▸ **OBJECTIVES**
a: Extract everything from "I don’t normally" down to "Pain Quotidien (right)." in the bookshop post.
b: According to the bookshop post, why did the writer search the shelves on Friday and buy two books? Answer in one to three sentences.
c: In the bookshop post, which tube station is the sister branch opposite?

▸ **TEXT EXCERPT**
Ode to an Excellent Bookshop

I don’t normally buy new books these days. I tend to use the library and sometimes buy secondhand out of print. The exception is if I’m in an independent bookshop. Some of my favourites are in London and last Thursday and Friday I visited two branches of this shop :  Daunt Books.

On Thursday I popped into the Hampstead Branch at South End Road near the former bookshop in which George Orwell worked now a branch of Le Pain Quotidien (right).

The shop advertises a great idea that I had never heard of before : Daunt Books Walking Book Club! I hope the weather stays fine for them.

On Friday I revisited the shop and its sister branch opposite Belsize Park tube station. I had decided to take up the “challenge” put to me by a member of my local book group to choose a couple of suggestions for future reads for the group. After a search of the tables and shelves I came up with (and bought) my two choices.

▸ **SUPPLIED RECORDS**
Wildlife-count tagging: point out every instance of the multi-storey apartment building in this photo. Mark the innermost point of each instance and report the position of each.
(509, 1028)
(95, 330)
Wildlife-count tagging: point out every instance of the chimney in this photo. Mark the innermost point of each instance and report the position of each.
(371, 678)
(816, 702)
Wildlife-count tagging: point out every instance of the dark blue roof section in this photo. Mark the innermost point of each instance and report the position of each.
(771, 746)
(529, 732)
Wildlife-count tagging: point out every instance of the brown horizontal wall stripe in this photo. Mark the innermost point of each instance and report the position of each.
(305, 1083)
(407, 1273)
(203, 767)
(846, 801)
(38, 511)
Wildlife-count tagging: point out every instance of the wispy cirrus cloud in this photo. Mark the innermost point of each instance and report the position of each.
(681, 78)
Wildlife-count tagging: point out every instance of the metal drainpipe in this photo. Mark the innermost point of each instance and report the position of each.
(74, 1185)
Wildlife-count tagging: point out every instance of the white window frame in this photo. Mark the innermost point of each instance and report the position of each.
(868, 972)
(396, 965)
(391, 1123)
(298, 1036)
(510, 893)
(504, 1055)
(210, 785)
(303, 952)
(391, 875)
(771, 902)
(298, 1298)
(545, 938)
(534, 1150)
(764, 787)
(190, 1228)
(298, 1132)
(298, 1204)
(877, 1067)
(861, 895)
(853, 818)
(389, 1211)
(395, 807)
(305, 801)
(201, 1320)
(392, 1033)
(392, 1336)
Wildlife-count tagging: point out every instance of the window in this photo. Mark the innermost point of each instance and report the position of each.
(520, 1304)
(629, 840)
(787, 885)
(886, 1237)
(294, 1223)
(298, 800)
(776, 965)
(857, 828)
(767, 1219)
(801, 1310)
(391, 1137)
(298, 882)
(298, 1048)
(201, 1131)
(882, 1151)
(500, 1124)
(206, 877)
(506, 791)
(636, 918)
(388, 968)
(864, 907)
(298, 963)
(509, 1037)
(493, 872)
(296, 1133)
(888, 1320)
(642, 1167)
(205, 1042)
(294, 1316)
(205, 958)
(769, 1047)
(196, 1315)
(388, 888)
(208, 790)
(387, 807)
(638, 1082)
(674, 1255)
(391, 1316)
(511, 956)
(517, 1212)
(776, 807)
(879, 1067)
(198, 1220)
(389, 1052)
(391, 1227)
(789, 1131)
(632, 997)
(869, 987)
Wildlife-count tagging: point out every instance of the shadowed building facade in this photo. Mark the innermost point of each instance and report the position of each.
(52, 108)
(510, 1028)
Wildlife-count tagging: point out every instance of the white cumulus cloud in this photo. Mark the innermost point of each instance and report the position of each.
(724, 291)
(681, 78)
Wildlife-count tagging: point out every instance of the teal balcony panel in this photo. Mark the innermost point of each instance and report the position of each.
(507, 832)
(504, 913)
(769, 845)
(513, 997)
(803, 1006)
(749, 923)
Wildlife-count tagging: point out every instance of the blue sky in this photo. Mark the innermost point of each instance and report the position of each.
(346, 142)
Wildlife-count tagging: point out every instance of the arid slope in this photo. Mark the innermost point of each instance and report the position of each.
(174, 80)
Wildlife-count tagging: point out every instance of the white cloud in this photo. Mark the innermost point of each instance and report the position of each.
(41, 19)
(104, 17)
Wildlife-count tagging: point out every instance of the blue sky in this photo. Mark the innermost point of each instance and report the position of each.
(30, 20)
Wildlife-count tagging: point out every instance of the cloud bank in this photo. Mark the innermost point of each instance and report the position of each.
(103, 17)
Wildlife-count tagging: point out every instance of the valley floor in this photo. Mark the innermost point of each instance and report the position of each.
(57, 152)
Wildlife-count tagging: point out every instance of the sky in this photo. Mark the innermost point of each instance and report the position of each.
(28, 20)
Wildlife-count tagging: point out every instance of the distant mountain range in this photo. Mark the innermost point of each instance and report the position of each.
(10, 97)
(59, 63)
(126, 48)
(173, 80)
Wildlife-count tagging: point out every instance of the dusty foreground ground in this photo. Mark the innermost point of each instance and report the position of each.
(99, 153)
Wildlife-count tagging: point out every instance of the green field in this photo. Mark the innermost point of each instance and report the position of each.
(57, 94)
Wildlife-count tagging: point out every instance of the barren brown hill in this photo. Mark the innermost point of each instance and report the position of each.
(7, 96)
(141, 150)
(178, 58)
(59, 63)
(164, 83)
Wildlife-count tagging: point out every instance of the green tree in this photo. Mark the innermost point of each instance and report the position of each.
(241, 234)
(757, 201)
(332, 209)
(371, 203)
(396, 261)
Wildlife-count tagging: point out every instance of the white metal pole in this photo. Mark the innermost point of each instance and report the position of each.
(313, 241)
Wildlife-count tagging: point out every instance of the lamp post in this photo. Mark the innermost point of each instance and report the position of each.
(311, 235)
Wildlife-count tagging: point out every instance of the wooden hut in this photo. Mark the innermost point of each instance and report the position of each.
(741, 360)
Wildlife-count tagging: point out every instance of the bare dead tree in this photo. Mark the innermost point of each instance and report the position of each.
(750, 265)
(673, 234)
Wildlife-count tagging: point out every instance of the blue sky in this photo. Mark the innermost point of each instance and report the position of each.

▸ **ANSWERS FOR THE EXERCISE**
a:
I don’t normally buy new books these days. I tend to use the library and sometimes buy secondhand out of print. The exception is if I’m in an independent bookshop. Some of my favourites are in London and last Thursday and Friday I visited two branches of this shop :  Daunt Books.

On Thursday I popped into the Hampstead Branch at South End Road near the former bookshop in which George Orwell worked now a branch of Le Pain Quotidien (right).

b: The writer had decided to take up a "challenge" from a member of the local book group to suggest a couple of future reads for the group. After searching the tables and shelves, the writer bought two choices.

c: Belsize Park tube station.